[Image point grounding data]
——

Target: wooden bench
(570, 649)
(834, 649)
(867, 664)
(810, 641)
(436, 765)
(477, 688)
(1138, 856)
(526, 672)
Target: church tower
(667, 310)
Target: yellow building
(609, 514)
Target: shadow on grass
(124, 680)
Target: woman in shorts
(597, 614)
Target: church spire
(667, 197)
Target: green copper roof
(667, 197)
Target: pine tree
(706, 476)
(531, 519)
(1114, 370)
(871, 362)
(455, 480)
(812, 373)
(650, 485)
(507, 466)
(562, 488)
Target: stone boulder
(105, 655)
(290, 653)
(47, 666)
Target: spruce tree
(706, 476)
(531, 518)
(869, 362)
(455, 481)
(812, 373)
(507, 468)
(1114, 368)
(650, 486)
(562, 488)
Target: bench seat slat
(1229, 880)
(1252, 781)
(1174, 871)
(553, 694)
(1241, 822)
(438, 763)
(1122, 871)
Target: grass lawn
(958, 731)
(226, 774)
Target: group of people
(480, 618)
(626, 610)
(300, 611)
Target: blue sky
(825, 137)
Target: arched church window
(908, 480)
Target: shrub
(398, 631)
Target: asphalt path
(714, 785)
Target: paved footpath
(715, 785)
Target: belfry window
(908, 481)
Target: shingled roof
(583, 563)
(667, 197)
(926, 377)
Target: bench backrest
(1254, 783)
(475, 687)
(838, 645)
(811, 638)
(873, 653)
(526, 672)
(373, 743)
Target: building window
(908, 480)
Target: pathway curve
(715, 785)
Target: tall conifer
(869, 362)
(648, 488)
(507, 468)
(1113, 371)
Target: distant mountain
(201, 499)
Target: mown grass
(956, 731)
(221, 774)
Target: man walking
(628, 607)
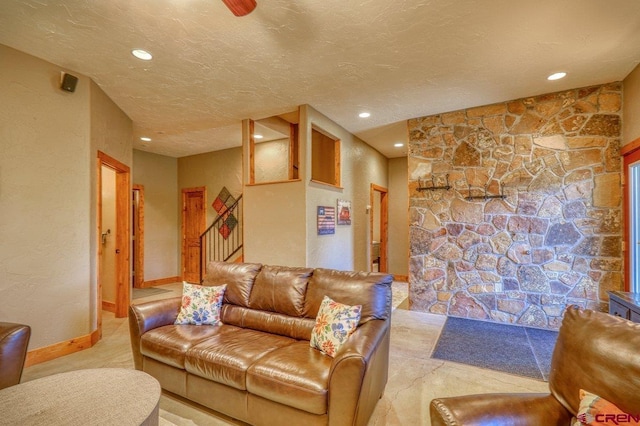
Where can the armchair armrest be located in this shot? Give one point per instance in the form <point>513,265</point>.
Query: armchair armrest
<point>147,316</point>
<point>359,373</point>
<point>490,409</point>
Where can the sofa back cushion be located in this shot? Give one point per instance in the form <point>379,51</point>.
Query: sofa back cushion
<point>238,277</point>
<point>372,290</point>
<point>280,289</point>
<point>599,353</point>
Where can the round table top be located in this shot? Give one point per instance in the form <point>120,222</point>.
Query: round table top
<point>103,396</point>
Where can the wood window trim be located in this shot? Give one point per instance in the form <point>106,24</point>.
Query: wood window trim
<point>337,182</point>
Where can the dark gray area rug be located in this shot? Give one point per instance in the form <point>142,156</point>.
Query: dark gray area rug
<point>139,293</point>
<point>511,349</point>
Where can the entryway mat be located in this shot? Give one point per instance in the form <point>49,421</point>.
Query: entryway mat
<point>139,293</point>
<point>511,349</point>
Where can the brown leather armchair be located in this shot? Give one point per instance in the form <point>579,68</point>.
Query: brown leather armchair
<point>595,351</point>
<point>14,339</point>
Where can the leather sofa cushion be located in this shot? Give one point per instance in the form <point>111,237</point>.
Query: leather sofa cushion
<point>372,290</point>
<point>170,343</point>
<point>238,277</point>
<point>280,289</point>
<point>225,357</point>
<point>270,322</point>
<point>295,375</point>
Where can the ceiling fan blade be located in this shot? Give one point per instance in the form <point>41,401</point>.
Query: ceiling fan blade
<point>240,7</point>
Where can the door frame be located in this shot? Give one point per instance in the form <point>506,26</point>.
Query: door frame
<point>630,154</point>
<point>185,191</point>
<point>138,242</point>
<point>122,235</point>
<point>384,224</point>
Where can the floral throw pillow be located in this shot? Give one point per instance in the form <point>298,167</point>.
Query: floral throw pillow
<point>200,304</point>
<point>335,322</point>
<point>597,411</point>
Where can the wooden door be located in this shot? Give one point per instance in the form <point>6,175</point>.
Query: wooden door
<point>193,224</point>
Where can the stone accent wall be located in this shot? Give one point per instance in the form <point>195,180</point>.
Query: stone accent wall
<point>555,238</point>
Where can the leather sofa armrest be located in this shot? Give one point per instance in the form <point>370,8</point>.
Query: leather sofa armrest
<point>147,316</point>
<point>359,373</point>
<point>14,340</point>
<point>487,409</point>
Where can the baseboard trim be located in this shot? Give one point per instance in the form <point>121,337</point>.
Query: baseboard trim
<point>168,280</point>
<point>108,306</point>
<point>57,350</point>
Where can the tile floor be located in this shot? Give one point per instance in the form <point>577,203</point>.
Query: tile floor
<point>414,378</point>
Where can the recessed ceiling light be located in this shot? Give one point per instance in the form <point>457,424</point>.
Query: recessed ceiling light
<point>557,76</point>
<point>142,54</point>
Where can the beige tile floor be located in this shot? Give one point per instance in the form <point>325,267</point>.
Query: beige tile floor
<point>414,378</point>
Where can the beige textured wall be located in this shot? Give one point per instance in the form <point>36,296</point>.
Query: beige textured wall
<point>631,107</point>
<point>348,248</point>
<point>159,176</point>
<point>108,256</point>
<point>398,255</point>
<point>45,196</point>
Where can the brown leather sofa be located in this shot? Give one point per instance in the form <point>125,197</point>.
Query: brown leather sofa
<point>14,340</point>
<point>258,366</point>
<point>595,351</point>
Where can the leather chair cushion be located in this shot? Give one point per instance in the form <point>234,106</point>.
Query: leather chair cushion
<point>295,375</point>
<point>170,343</point>
<point>280,289</point>
<point>372,290</point>
<point>238,277</point>
<point>225,357</point>
<point>599,353</point>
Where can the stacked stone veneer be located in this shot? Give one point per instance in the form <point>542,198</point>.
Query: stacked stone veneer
<point>553,241</point>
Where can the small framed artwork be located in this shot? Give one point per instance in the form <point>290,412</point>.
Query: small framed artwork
<point>326,220</point>
<point>344,212</point>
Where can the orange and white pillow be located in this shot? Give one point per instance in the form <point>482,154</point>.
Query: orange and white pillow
<point>201,305</point>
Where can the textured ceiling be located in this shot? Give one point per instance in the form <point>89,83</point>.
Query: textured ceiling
<point>398,59</point>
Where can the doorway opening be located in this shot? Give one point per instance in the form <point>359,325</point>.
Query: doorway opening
<point>193,225</point>
<point>631,190</point>
<point>116,239</point>
<point>379,228</point>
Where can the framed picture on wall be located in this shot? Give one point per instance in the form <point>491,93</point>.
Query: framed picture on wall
<point>344,212</point>
<point>326,220</point>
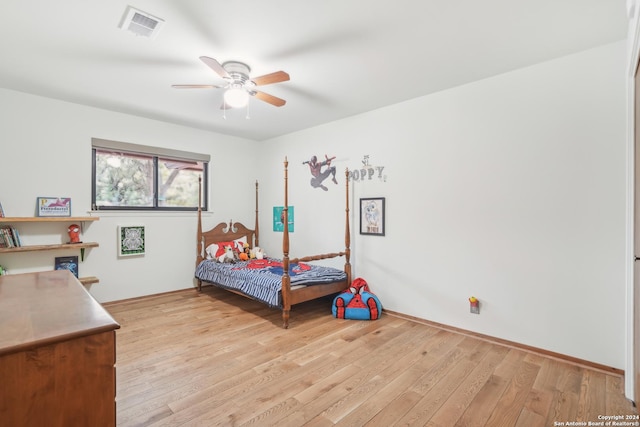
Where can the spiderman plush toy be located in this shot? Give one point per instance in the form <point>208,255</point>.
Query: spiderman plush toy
<point>357,302</point>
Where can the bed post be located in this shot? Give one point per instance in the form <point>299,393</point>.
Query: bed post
<point>286,279</point>
<point>199,257</point>
<point>347,231</point>
<point>256,234</point>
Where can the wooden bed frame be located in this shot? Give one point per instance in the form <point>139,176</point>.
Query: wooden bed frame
<point>289,297</point>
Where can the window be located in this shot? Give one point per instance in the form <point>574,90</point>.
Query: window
<point>129,176</point>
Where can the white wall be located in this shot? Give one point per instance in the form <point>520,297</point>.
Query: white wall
<point>46,151</point>
<point>511,189</point>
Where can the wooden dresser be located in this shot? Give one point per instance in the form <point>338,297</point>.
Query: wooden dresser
<point>57,353</point>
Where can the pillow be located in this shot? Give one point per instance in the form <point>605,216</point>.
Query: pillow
<point>214,250</point>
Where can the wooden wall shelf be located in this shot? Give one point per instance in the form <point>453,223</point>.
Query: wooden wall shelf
<point>53,247</point>
<point>70,219</point>
<point>35,248</point>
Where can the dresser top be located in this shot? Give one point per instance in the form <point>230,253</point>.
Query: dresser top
<point>38,309</point>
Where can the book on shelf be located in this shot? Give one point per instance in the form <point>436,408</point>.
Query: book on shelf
<point>10,237</point>
<point>67,263</point>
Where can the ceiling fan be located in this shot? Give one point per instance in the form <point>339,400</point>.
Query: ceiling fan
<point>239,85</point>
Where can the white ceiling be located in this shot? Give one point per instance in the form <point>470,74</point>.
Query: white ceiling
<point>344,57</point>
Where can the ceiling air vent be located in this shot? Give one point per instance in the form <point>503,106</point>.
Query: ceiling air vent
<point>141,23</point>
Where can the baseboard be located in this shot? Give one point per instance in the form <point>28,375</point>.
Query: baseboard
<point>559,356</point>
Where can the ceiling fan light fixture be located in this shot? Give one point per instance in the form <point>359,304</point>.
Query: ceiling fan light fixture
<point>236,97</point>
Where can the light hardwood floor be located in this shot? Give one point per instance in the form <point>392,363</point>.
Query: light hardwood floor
<point>214,358</point>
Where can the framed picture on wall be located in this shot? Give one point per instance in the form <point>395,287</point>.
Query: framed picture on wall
<point>278,218</point>
<point>372,216</point>
<point>131,240</point>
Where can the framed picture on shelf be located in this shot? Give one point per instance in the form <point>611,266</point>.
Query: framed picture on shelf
<point>372,216</point>
<point>53,206</point>
<point>67,263</point>
<point>131,240</point>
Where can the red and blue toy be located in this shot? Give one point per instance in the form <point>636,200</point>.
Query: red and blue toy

——

[WHAT THIS TASK INVOLVES] From the entries above, write out only the lines starting at the line that holds "Where can the leather sofa cushion" and ending at the line that holds "Where can the door frame", keeping both and matching them exactly.

[SOLVED PROBLEM]
Where can the leather sofa cushion be located in this shot? Give one point per instance in the form <point>111,237</point>.
Query: leather sofa cushion
<point>372,290</point>
<point>170,343</point>
<point>238,277</point>
<point>280,289</point>
<point>225,357</point>
<point>270,322</point>
<point>295,375</point>
Where can the ceiling fan blade be located in this shot? Give one point per instance in the form <point>41,401</point>.
Query: ceiling fan blade
<point>240,7</point>
Where can the door frame be located in this shot? Give one point per instance in the form <point>506,26</point>.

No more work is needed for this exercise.